- What you should do
Return each line of the records below that contains the word "instance", copying those lines in full.

- Information shown

□ □ □

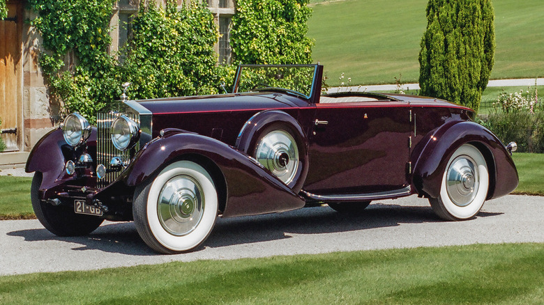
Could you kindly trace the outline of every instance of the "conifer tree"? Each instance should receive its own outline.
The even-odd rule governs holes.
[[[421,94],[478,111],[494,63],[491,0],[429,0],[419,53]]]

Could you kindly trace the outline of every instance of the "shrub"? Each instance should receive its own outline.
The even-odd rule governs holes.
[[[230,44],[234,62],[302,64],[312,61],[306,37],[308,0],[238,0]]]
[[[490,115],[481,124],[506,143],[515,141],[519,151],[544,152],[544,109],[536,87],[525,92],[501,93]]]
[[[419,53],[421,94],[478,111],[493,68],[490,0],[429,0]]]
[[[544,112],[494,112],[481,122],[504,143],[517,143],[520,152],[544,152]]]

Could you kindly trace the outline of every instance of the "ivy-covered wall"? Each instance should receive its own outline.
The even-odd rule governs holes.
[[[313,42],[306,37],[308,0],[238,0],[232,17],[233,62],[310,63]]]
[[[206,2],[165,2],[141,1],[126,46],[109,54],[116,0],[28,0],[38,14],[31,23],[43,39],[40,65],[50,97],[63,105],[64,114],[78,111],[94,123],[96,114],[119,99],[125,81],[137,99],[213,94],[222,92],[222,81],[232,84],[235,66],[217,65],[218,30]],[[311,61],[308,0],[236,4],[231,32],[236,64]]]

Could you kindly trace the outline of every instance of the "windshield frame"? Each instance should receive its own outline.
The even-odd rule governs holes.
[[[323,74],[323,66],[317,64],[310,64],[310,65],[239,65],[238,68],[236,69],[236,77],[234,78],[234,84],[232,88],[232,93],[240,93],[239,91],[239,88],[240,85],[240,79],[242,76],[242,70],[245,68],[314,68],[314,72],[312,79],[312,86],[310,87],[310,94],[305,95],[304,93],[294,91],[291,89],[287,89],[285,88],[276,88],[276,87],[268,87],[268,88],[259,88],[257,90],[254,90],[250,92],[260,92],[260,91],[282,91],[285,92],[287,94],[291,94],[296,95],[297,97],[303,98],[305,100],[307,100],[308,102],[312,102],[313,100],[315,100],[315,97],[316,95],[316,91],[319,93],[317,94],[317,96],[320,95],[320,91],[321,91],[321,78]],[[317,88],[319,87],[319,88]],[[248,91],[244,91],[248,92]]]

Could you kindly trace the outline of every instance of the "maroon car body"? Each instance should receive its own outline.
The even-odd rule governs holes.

□ □ □

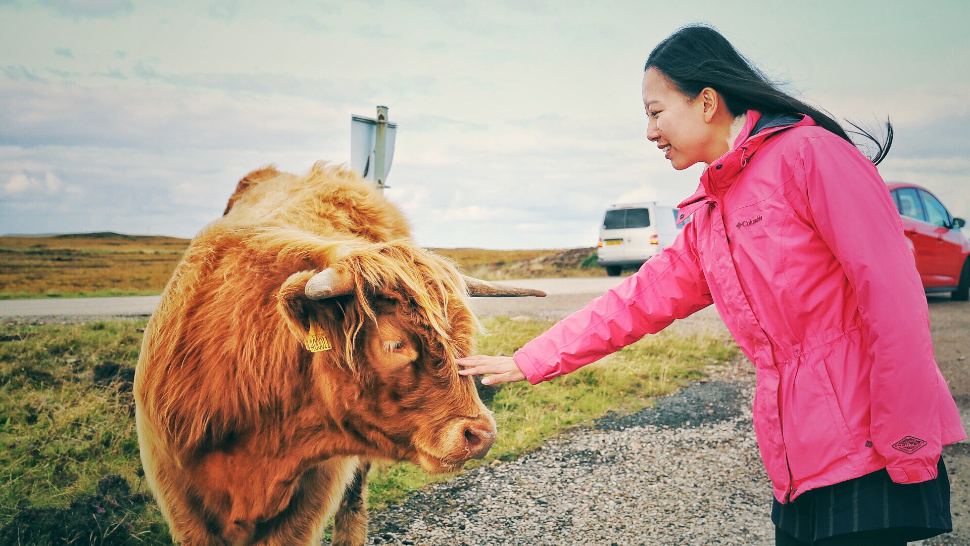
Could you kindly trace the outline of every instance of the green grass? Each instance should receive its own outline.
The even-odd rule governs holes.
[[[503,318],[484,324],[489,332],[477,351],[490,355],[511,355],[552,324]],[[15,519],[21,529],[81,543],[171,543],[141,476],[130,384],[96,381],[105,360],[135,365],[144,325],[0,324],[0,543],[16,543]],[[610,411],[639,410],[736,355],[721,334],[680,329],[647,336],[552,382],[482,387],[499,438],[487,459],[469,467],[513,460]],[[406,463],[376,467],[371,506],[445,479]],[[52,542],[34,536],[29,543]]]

□ □ □

- Completed task
Could you kindly trace the outline of every instance of the "conifer tree"? Each instance should receive its own outline.
Could you kindly trace the outline of every instance of the "shrub"? Each instance should receive its own outline.
Could you kindly trace the outline of every instance of the "ivy-covered wall"? Each instance should receive its own outline.
Could you kindly trace the outline of every instance of the "windshield frame"? Each instance should receive its own outline.
Could you kindly trace the outline of every instance of the "maroon car body"? Each instance should receive its own outline.
Could you kindly trace the outline of every instance of the green grass? Each instance should receive its own outline.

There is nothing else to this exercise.